WHAT YOU NEED TO DO:
a - Answer these questions about the article on Dean Baquet's award:
(i) Who presented Baquet with the award?
(ii) Who created the video tribute shown during the ceremony?
(iii) What did Baquet name as one of the profession's biggest crises?
b - Reproduce the article on Dean Baquet's award from "Dean Baquet, a" up to and including "their own careers.".

SUPPLIED PASSAGE:
Dean Baquet, a Pulitzer Prize-winning journalist who is the first Black executive editor to lead both The New York Times and the Los Angeles Times, emphasized the importance of deep and open-minded reporting as he accepted the 2020 Walter Cronkite Award for Excellence in Journalism from Arizona State University on March 25.
ASU Provost Mark Searle presented Baquet with the 37th annual award during a virtual ceremony attended by hundreds of Cronkite students, supporters, faculty, staff, alumni, journalists and communications professionals.
The ceremony included a video tribute created by Isaac Easley, a Cronkite School graduate who is now an instructor at the school. The video features a number of Baquet’s current and former colleagues and peers who described his powerful impact on journalism and on their own careers.
One of the profession's biggest crises is the “erosion of the primacy of reporting,” Baquet said in his acceptance speech. “There is not enough talk about the beauty of open-minded and empathetic reporting and the fear that its value will fade in an era where hot takes, quick analysis and riffs are held in such high esteem.”

DATA SECTION:
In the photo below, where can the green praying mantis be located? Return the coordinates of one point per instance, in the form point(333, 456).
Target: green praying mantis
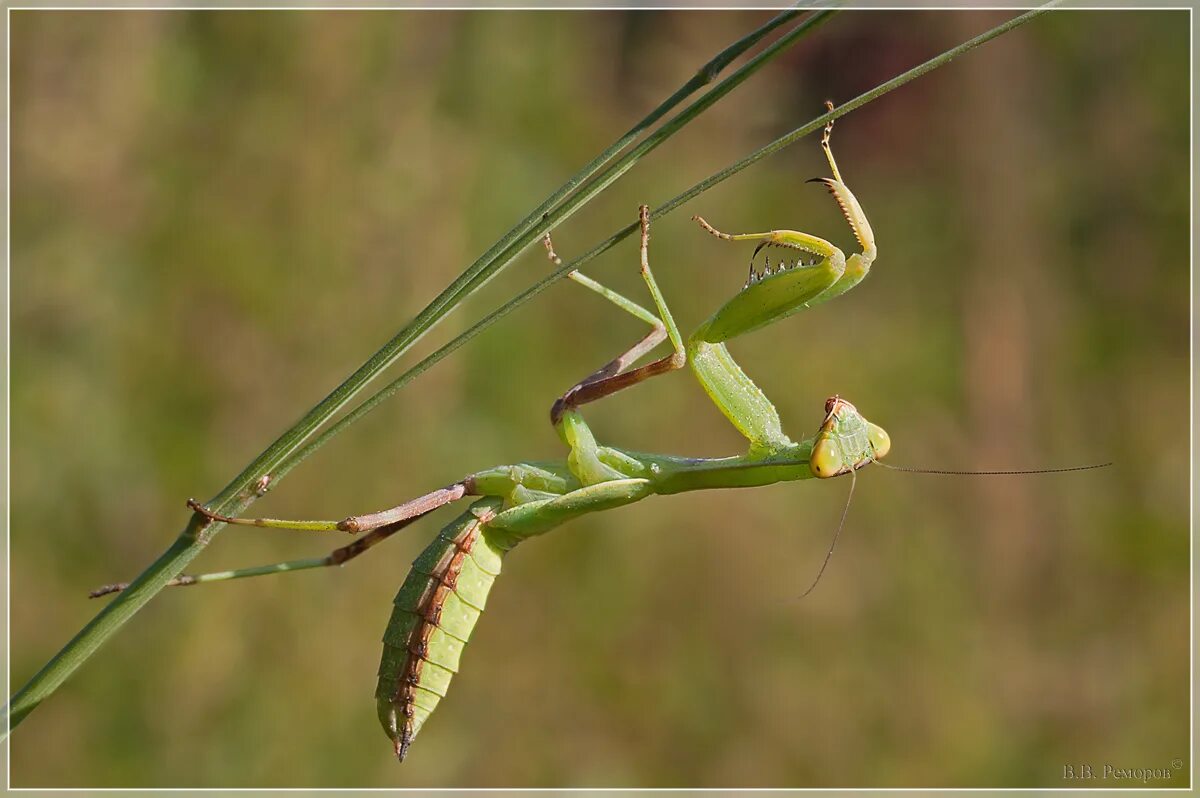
point(443, 597)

ANSWER LIST:
a -
(i) ASU Provost Mark Searle.
(ii) Isaac Easley, a Cronkite School graduate who is now an instructor at the school.
(iii) The "erosion of the primacy of reporting."

b -
Dean Baquet, a Pulitzer Prize-winning journalist who is the first Black executive editor to lead both The New York Times and the Los Angeles Times, emphasized the importance of deep and open-minded reporting as he accepted the 2020 Walter Cronkite Award for Excellence in Journalism from Arizona State University on March 25.
ASU Provost Mark Searle presented Baquet with the 37th annual award during a virtual ceremony attended by hundreds of Cronkite students, supporters, faculty, staff, alumni, journalists and communications professionals.
The ceremony included a video tribute created by Isaac Easley, a Cronkite School graduate who is now an instructor at the school. The video features a number of Baquet’s current and former colleagues and peers who described his powerful impact on journalism and on their own careers.